Reproduce every line of the material below word for word, leaving out the pictures.

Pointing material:
--

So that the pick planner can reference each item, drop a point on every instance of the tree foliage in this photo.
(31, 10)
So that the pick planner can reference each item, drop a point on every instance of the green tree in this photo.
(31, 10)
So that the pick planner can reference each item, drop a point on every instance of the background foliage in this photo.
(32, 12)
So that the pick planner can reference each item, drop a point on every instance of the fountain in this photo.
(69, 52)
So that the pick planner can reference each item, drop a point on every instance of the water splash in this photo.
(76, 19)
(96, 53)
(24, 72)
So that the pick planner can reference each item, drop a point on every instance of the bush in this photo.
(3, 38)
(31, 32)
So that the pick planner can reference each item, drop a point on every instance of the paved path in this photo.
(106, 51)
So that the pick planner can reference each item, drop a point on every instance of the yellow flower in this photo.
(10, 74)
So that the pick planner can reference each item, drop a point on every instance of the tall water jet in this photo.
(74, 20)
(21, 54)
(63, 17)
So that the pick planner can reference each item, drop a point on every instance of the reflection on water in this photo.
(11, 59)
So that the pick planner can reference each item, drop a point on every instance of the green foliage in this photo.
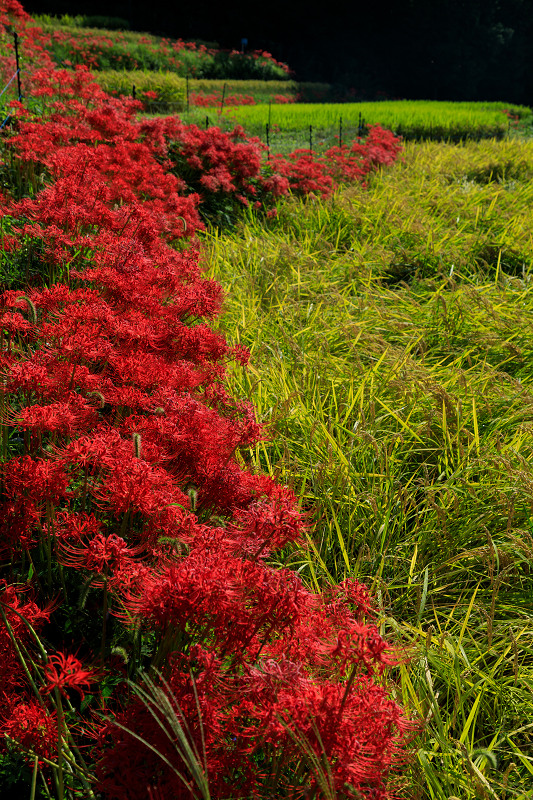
(390, 332)
(167, 86)
(102, 49)
(83, 21)
(412, 119)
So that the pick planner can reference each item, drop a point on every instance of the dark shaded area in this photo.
(427, 49)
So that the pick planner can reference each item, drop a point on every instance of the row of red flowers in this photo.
(135, 539)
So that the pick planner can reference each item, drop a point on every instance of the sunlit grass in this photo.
(392, 361)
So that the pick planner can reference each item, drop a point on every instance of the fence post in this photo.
(223, 98)
(16, 38)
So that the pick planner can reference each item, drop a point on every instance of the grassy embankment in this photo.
(392, 361)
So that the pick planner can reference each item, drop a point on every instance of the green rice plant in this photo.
(389, 331)
(166, 90)
(412, 119)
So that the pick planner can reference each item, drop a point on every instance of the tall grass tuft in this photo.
(390, 332)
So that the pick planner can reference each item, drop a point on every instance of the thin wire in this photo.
(10, 82)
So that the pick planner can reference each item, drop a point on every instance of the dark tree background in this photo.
(431, 49)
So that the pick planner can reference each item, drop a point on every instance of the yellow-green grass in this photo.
(413, 119)
(392, 362)
(169, 89)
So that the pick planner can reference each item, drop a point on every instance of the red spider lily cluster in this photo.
(98, 49)
(136, 539)
(216, 100)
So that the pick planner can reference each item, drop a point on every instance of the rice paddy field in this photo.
(392, 361)
(289, 125)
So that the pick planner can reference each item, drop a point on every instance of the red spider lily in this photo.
(62, 672)
(33, 727)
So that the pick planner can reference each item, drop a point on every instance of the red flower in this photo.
(66, 671)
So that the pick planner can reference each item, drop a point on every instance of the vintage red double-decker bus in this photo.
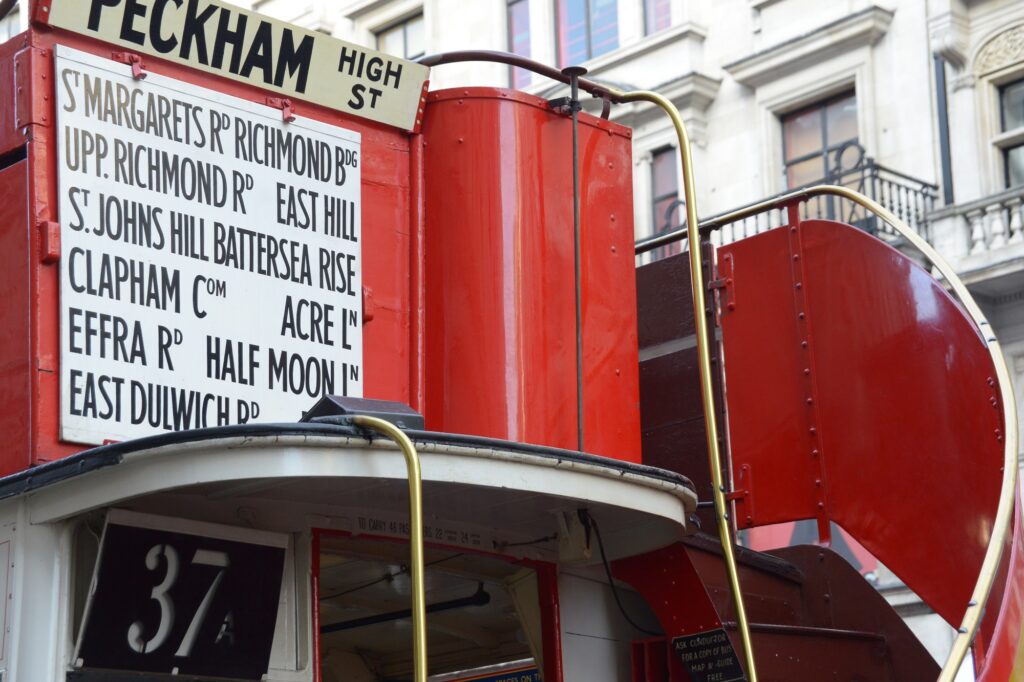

--

*Correct output*.
So that the pick planner can reference each item, drop a point on every instance of the tree foliage in this photo.
(31, 10)
So that the pick planner can reference each item, drop a point on every instance of the green tree in this photo.
(31, 10)
So that the pick planner can reference each item, drop a point on every instance of the background foliage in this photo.
(32, 12)
So that the pick planner can reference each item, drop a point on every instance of the fountain in this photo.
(69, 52)
So that the pick planner can reference each item, drop a point on every instance of the water splash in this photo.
(76, 19)
(96, 53)
(24, 72)
So that the pick planner can reference each item, drop a point on every instance of the bush in this photo.
(3, 38)
(31, 32)
So that the pick planner can reference each item, drop a point on every instance of the paved path in this photo.
(106, 51)
So that the pick planner can reference each item, drop a point on every instance of the yellow flower in this photo.
(10, 74)
So that the pick planner can reference each item, drop a point on every instance of the tall water jet in this photo.
(74, 20)
(21, 54)
(63, 17)
So that the pick planner can reference each item, drop a point on every instance of the reflection on water in this photo.
(11, 59)
So that the pick planner can reference each item, drop a point on every instance of the green foliage in this photo.
(390, 332)
(167, 86)
(102, 49)
(83, 21)
(412, 119)
So that the pick planner can reference each item, drop a point on every instance of the dark shaded area in this photo.
(427, 49)
So that the pick planner can reference each item, drop a point on every instance of the row of red flowers in this photo.
(135, 539)
So that the pick planner can reference each item, drop a point on every instance of the sunlit grass in this photo.
(392, 361)
So that the pick planner can reference each item, drop a point on every instance of the fence post in this photo.
(223, 98)
(16, 38)
So that the pick planner can reference each item, drop a point on every instance of the grassy embankment in this photo.
(392, 361)
So that the pick planner can reference each item, drop a point on every instance of the green rice plant in this photo.
(389, 331)
(166, 90)
(412, 119)
So that the pick planner can reference each item, drop a point on every instance of the tall grass tuft in this photo.
(390, 332)
So that the pick planner can reference each item, drop a point on every instance of the thin wire in this photo.
(10, 82)
So that the pick planner can reference each item, drop a point on every instance of the dark tree background in this photo.
(431, 49)
So that the pick planner can reference each item, drop a point on every instance of the yellow-green grass in this photo.
(413, 119)
(392, 362)
(169, 89)
So that the pick planner can reference each item, drop a point on every instance of the red spider lily cluster in this photo.
(98, 49)
(136, 539)
(216, 100)
So that the pick planner can reference each item, drop a point on every instance of the rice paddy field in this photo.
(392, 361)
(289, 125)
So that the pick planner can reference each item, drop a point on every instance of the red spider lily in this photo.
(62, 672)
(33, 727)
So that the pick planner can reference each item, drop a point on every instance of the red flower in this photo.
(66, 671)
So that the pick planner can reference each item, drop a point on every instance of the vintage red double-decker bus in this photo.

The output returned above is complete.